* _GOAL_
Rewrite the stretch from the start of the records through the line that contains "96,0,118,426", requests included, multiplying every bounding-box coordinate in the answers by 0.85 and rounding each to a whole number, with halves rounded up.

[Excerpts from labeled region data]
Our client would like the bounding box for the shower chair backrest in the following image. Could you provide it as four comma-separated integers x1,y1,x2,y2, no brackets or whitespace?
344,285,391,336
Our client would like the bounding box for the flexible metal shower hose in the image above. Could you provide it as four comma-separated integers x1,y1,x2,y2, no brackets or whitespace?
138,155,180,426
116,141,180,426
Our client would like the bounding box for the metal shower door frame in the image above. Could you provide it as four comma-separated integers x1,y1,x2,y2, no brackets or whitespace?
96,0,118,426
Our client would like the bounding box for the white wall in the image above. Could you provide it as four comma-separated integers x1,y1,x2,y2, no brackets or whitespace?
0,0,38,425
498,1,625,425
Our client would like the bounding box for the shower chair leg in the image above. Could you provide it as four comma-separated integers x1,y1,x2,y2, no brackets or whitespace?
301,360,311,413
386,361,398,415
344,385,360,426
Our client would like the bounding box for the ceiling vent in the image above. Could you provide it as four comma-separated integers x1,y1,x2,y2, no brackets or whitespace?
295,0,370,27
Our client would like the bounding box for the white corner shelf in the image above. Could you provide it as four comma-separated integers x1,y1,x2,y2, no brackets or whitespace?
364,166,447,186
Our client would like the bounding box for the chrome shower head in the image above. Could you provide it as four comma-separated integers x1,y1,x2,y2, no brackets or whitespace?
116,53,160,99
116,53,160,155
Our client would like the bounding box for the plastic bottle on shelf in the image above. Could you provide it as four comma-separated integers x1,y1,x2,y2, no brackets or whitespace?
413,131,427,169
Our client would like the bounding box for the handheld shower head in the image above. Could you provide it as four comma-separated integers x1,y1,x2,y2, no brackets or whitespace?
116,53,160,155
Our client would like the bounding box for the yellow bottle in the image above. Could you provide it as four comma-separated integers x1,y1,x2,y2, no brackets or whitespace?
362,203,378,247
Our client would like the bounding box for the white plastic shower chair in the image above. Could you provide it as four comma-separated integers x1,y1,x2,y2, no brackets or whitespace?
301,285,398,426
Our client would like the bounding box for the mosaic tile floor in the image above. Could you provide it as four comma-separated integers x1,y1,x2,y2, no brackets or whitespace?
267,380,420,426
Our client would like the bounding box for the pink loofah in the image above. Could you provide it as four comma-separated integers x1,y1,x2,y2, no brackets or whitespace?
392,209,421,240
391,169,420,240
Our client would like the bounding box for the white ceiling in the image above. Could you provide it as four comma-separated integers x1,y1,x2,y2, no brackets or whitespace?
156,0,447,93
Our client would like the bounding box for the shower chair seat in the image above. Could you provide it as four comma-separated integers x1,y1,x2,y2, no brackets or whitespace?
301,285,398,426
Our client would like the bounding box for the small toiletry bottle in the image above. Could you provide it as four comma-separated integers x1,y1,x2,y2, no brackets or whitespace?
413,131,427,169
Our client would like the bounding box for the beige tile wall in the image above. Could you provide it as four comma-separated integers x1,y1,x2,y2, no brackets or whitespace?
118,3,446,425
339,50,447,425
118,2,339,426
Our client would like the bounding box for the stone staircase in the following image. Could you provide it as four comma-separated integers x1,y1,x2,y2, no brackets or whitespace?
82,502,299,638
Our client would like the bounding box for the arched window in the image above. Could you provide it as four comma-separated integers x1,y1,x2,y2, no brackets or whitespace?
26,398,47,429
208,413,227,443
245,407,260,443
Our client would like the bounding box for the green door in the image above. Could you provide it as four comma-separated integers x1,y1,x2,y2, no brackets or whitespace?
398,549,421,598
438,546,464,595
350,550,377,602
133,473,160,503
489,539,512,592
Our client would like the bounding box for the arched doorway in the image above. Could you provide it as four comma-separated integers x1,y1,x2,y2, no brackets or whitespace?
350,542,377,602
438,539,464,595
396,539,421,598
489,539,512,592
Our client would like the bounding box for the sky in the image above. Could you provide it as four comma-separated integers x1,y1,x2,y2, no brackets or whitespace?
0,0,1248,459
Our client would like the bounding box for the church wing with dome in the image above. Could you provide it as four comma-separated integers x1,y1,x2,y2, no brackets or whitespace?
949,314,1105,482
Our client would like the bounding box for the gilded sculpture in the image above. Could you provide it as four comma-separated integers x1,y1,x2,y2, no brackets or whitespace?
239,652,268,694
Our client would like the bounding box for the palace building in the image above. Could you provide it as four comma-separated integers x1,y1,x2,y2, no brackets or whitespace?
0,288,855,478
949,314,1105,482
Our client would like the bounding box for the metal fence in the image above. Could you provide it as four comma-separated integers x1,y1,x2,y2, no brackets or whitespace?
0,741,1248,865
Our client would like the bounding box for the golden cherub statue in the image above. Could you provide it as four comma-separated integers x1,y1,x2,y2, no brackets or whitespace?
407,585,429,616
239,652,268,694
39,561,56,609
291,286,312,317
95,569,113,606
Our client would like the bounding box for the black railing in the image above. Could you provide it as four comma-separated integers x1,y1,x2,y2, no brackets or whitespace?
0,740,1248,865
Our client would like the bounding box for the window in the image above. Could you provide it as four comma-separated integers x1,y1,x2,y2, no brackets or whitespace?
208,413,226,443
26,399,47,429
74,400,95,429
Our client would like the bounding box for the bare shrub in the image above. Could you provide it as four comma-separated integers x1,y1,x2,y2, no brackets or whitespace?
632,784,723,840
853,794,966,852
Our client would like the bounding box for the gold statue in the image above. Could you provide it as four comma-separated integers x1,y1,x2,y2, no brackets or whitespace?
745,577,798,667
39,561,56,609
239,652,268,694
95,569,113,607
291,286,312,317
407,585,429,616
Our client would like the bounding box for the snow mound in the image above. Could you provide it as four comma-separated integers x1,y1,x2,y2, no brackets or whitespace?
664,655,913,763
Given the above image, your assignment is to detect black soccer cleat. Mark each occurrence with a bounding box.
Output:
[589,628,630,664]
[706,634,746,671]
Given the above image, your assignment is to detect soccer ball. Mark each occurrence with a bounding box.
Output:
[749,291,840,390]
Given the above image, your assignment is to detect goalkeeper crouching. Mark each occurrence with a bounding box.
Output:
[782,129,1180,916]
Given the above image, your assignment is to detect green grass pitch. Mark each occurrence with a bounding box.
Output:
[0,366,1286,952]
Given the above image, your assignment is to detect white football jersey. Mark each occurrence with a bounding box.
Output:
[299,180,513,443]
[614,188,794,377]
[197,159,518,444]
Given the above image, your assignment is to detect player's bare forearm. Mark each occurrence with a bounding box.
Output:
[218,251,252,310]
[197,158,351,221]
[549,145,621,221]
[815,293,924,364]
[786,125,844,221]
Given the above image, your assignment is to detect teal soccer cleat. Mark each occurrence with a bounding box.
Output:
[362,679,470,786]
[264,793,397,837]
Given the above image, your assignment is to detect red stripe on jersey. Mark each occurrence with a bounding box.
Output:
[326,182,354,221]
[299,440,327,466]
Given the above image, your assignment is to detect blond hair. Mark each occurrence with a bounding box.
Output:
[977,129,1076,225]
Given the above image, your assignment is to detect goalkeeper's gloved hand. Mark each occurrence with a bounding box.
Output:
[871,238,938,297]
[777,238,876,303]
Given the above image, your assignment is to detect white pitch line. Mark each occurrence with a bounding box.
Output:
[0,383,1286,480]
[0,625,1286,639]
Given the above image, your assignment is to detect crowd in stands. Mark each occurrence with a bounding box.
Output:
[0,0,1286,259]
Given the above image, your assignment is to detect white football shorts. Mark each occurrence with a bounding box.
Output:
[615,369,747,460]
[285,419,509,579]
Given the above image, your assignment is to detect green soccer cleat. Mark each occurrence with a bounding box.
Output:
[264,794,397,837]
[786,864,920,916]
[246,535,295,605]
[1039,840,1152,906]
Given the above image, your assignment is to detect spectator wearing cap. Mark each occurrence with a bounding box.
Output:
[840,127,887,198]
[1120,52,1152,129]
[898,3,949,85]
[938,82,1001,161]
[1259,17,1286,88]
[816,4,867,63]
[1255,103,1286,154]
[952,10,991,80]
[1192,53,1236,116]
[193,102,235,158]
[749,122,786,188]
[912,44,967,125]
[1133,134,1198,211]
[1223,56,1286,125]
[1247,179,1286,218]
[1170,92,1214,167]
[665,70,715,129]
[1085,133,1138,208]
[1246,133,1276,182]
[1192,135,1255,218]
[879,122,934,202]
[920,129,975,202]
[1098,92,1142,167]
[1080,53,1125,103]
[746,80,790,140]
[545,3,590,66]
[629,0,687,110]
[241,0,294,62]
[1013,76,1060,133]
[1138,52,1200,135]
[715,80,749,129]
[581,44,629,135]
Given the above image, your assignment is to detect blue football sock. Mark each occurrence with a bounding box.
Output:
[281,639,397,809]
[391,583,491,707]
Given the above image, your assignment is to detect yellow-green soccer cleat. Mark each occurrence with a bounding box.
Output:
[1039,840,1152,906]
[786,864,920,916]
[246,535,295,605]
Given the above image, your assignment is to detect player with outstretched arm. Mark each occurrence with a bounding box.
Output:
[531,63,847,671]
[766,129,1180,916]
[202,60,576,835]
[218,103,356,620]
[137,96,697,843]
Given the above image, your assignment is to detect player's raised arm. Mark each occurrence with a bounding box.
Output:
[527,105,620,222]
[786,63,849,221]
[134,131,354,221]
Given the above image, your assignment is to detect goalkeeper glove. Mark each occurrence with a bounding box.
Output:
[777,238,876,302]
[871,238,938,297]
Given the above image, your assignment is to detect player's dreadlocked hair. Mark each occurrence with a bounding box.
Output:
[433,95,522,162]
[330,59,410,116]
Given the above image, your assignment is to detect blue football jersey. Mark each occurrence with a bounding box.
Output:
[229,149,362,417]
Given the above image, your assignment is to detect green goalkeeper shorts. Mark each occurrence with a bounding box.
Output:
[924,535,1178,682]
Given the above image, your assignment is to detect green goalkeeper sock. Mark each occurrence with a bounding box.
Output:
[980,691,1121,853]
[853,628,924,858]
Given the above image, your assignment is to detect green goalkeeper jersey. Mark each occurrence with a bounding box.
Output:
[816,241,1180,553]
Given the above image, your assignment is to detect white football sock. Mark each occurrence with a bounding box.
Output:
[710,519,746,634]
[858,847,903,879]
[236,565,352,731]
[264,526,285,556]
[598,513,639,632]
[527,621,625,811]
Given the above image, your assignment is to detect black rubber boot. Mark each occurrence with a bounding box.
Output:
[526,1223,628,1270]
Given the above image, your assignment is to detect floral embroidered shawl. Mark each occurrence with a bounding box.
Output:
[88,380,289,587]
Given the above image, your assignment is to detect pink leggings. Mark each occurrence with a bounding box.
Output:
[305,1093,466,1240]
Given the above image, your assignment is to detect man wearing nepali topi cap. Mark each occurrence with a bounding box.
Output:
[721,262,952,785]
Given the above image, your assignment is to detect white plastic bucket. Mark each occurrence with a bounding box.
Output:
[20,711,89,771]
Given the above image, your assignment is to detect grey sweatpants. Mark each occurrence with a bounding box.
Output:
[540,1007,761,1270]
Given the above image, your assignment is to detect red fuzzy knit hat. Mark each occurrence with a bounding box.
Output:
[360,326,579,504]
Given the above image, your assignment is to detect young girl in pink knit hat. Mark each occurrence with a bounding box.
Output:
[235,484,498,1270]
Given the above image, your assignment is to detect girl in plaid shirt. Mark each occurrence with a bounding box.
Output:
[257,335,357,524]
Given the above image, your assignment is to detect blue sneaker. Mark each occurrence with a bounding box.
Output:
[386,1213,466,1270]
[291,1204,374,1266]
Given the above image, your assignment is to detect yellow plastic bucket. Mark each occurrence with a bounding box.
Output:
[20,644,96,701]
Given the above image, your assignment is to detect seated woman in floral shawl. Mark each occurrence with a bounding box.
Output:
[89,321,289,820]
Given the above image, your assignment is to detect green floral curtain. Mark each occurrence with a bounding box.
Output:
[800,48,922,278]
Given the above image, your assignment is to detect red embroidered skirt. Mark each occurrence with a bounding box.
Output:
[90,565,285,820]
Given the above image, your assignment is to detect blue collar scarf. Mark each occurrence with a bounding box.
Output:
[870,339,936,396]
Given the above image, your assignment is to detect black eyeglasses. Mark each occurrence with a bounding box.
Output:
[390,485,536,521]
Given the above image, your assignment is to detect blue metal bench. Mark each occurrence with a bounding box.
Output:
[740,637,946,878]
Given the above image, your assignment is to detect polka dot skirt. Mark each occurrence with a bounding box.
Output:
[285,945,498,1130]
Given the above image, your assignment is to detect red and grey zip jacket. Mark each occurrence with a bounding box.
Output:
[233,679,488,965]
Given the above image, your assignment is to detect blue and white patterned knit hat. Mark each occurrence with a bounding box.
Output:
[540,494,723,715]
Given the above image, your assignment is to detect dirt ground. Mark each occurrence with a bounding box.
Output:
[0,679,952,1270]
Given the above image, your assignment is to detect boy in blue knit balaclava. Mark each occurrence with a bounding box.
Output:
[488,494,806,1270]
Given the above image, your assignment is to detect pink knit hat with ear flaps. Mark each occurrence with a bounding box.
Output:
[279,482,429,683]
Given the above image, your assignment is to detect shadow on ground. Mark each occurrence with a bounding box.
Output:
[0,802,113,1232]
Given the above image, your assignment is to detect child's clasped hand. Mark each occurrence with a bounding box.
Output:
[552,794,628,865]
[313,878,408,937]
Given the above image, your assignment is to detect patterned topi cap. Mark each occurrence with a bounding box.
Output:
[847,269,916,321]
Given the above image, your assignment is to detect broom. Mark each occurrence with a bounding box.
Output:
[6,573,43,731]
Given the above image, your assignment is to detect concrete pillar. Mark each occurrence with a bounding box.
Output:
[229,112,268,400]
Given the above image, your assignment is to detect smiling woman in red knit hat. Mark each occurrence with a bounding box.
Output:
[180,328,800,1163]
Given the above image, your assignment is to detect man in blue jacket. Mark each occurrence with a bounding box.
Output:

* _RESULT OF THE TASK_
Our client would like the bounding box for the shower chair backrest in the following image. Could you provide it as four comma-separated integers x1,y1,x2,y2, no brackets or whitespace?
292,242,332,286
Our client would like the bounding box for the flexible metal shower hose in the image above. Could you provide it as four comma-separated integers x1,y1,x2,y2, no brackets or whitespace?
117,132,153,362
99,120,153,362
Our client would like the bounding box for the metal shower door frame in the image above. Could you provide it as four comma-separated integers x1,y1,x2,y2, no brackets or whitespace?
82,0,100,362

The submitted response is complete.